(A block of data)
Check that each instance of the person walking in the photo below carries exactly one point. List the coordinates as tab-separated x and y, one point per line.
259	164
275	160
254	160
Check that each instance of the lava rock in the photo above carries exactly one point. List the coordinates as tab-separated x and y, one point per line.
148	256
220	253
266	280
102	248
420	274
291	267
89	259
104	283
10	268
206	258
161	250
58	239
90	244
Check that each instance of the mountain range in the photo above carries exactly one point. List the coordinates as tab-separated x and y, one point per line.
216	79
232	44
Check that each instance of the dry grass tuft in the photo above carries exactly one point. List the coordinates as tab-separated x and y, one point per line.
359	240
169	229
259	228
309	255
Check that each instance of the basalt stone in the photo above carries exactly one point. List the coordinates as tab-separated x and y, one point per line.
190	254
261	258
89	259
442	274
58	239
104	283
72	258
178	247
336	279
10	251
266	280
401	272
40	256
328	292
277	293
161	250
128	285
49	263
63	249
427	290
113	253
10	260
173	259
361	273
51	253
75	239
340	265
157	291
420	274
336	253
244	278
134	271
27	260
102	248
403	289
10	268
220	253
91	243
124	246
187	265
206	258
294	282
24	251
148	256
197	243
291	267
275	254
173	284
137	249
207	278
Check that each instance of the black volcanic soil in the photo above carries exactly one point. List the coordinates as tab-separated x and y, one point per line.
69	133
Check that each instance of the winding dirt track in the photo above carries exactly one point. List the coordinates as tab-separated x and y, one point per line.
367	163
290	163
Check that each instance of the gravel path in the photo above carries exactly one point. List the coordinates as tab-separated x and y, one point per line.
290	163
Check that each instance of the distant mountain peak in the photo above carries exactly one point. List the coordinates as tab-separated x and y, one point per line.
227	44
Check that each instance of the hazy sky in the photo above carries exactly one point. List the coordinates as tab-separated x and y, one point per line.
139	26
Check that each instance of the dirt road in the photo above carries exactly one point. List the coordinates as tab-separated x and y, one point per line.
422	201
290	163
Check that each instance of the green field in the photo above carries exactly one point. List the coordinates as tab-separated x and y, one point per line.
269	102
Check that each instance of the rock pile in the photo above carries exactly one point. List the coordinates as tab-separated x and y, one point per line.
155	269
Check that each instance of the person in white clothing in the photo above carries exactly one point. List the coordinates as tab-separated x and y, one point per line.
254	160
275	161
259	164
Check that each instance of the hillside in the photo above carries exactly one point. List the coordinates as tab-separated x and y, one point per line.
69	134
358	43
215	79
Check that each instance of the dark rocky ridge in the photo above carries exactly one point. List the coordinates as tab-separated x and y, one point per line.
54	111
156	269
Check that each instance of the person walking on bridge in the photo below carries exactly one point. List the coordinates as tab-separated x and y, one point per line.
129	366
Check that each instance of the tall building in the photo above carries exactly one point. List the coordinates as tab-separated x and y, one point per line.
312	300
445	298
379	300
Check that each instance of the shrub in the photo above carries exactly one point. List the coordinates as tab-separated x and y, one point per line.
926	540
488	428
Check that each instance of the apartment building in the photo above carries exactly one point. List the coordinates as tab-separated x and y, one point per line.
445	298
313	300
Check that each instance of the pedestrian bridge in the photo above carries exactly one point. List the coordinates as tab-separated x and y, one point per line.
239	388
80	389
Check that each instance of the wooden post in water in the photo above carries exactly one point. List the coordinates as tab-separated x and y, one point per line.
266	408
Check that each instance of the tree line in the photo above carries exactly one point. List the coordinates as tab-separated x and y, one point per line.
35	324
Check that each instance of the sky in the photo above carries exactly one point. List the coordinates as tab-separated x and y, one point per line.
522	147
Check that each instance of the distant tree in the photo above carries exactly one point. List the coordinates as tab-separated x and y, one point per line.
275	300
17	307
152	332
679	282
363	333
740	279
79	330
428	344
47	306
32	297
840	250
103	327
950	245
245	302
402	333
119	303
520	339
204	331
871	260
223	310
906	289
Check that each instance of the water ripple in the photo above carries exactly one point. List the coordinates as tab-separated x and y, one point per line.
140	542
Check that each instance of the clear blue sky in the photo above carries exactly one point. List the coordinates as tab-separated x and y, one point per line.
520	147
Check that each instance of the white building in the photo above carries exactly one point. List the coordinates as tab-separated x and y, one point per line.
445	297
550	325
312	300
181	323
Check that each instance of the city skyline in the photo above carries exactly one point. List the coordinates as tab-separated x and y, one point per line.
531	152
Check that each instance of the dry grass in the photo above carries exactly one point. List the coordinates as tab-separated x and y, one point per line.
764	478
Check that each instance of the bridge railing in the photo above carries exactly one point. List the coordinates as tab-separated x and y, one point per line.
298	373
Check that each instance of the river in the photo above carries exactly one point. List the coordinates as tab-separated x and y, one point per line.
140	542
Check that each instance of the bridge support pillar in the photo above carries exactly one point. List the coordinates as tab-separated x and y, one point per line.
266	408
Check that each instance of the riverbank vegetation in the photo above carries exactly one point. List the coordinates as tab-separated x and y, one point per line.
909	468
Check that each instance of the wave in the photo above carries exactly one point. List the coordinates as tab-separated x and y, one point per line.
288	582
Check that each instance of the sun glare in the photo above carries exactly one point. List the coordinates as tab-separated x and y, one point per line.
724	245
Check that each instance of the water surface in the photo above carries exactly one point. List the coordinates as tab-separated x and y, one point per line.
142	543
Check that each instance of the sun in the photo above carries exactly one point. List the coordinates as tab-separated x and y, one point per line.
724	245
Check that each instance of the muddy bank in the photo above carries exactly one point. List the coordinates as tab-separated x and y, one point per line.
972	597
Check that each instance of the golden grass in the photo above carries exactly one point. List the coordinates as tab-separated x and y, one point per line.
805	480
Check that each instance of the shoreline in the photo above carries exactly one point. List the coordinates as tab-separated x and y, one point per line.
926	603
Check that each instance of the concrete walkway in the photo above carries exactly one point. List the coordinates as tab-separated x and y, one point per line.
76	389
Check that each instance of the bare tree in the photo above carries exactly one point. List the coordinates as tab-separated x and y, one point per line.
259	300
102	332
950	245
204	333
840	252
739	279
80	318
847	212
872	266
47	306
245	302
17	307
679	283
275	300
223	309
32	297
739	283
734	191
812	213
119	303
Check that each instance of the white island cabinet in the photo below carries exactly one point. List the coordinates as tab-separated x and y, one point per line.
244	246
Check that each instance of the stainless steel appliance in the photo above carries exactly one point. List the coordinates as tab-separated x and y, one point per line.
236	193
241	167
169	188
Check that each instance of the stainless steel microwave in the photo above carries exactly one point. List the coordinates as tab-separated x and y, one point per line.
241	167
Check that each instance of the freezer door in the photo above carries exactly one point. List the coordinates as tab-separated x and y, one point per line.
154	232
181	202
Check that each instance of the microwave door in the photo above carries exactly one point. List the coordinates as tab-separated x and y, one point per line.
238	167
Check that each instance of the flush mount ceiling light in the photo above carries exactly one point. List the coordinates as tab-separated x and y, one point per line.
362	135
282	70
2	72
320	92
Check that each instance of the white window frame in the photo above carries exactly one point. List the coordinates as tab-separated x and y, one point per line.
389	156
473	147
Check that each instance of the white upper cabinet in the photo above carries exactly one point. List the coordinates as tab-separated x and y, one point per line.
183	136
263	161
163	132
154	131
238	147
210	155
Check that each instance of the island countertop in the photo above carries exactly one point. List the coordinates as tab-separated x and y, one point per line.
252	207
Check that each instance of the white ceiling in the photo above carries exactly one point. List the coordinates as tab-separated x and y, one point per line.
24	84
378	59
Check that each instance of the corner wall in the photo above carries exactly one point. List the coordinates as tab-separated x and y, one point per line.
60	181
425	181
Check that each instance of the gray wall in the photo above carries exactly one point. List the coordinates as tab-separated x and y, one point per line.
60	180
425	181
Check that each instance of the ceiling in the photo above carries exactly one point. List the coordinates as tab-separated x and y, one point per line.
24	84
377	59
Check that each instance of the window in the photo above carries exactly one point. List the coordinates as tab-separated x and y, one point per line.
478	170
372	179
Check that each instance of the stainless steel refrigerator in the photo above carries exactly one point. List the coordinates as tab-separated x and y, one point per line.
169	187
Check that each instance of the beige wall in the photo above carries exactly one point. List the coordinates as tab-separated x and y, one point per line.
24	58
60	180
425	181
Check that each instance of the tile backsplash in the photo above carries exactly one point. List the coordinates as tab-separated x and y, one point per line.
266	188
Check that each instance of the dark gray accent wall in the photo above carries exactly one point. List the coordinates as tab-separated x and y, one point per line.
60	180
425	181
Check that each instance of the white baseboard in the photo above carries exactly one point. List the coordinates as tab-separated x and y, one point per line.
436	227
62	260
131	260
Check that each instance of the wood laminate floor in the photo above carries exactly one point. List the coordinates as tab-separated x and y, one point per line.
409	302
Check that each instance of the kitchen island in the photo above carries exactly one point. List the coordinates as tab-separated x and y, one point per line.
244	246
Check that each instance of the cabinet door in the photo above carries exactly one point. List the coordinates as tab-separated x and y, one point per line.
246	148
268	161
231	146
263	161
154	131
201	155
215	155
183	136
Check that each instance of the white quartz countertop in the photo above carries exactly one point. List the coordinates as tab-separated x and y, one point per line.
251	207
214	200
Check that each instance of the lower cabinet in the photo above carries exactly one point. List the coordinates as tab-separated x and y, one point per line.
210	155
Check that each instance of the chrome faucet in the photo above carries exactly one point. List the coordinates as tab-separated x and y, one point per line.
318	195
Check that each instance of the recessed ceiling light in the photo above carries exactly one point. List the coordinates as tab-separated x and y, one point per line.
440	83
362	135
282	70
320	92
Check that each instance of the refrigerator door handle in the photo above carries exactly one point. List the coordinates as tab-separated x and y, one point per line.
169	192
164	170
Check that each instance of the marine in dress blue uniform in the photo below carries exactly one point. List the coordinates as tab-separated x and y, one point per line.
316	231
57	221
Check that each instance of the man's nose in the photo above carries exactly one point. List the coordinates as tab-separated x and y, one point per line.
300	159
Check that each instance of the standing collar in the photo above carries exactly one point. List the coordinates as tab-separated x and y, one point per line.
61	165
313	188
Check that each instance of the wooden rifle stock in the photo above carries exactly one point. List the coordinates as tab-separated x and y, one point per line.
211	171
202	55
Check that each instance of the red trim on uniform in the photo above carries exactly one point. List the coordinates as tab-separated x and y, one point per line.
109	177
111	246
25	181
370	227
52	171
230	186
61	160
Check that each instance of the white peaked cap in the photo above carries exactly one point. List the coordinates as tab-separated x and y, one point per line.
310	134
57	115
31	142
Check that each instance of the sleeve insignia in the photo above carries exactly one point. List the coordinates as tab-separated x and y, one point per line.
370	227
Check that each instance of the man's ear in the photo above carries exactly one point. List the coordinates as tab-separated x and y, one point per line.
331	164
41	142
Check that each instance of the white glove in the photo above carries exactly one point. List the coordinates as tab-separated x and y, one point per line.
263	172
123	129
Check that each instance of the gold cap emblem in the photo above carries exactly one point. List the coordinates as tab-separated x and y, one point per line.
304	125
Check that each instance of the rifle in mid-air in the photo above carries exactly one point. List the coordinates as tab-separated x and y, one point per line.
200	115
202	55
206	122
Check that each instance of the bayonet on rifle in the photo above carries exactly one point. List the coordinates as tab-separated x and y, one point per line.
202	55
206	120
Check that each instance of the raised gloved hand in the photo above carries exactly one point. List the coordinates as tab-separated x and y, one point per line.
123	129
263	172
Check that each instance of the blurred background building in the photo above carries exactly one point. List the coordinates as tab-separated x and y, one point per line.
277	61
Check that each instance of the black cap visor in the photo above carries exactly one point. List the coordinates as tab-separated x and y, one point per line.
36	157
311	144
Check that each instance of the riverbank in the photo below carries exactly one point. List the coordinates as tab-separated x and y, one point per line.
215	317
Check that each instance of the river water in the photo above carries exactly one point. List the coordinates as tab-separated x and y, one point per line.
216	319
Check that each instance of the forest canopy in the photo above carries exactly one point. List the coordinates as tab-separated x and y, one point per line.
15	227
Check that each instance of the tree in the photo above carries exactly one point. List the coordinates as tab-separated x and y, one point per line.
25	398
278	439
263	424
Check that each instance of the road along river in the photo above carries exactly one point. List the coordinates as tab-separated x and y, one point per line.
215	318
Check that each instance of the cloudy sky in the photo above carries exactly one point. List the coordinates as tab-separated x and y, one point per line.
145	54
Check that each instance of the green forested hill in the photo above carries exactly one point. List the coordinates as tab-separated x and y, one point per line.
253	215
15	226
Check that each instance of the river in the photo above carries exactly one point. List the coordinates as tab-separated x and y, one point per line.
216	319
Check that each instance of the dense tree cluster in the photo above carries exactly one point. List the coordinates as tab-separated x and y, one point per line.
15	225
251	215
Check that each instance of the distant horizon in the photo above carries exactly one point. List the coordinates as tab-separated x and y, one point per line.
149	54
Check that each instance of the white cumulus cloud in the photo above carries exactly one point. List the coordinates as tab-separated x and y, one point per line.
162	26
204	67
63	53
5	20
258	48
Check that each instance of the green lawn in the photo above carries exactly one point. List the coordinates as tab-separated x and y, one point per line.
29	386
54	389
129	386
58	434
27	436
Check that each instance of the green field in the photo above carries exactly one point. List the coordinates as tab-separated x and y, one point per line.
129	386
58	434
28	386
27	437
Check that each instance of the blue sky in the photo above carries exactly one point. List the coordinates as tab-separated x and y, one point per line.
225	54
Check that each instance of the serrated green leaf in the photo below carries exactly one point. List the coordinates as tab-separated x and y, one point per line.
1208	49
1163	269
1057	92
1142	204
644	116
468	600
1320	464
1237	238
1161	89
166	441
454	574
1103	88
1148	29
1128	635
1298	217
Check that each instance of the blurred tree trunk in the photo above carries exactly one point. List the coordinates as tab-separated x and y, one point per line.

Stated task – Print again the material above, limited to the lines from the one holding "Check that each instance of the dense" through the last, inclusive.

Solution to this problem –
Check that each instance of the dense tree cluster in the photo above carries exactly one point. List the coordinates as tab-separated x and y, one point per line.
15	225
251	215
Check that each instance of the distant horizon in the photo above carries exactly one point. List the coordinates as tab-separated x and y, one point per line.
149	54
Check that each instance of the white cumulus cloud in the photo above carries exactly one point. List the coordinates as tab-separated x and y, one point per line.
162	26
204	67
63	53
5	20
258	48
Check that each instance of the green lawn in the photo above carries exactly one point. List the coordinates as tab-separated x and y, one point per line.
29	386
54	389
129	386
58	434
27	436
Check that each instance of the green field in the photo above carries exactly one point. List the coordinates as tab-separated x and y, one point per line.
129	386
58	434
28	386
27	437
Check that each instance of the blue sky in the photo above carries exactly one point. List the coordinates as tab-separated x and y, one point per line.
225	54
Check that each instance of the serrated green leaf in the photo below carries exactly one point. List the coordinates as tab-separated x and y, one point per line.
1208	49
1163	269
1057	92
1142	204
644	116
468	600
1320	464
1237	238
1161	89
166	441
454	574
1103	88
1148	29
1128	635
1298	217
Check that each instance of the blurred tree trunk in the photo above carries exactly one point. List the coordinates as tab-separated x and y, one point per line.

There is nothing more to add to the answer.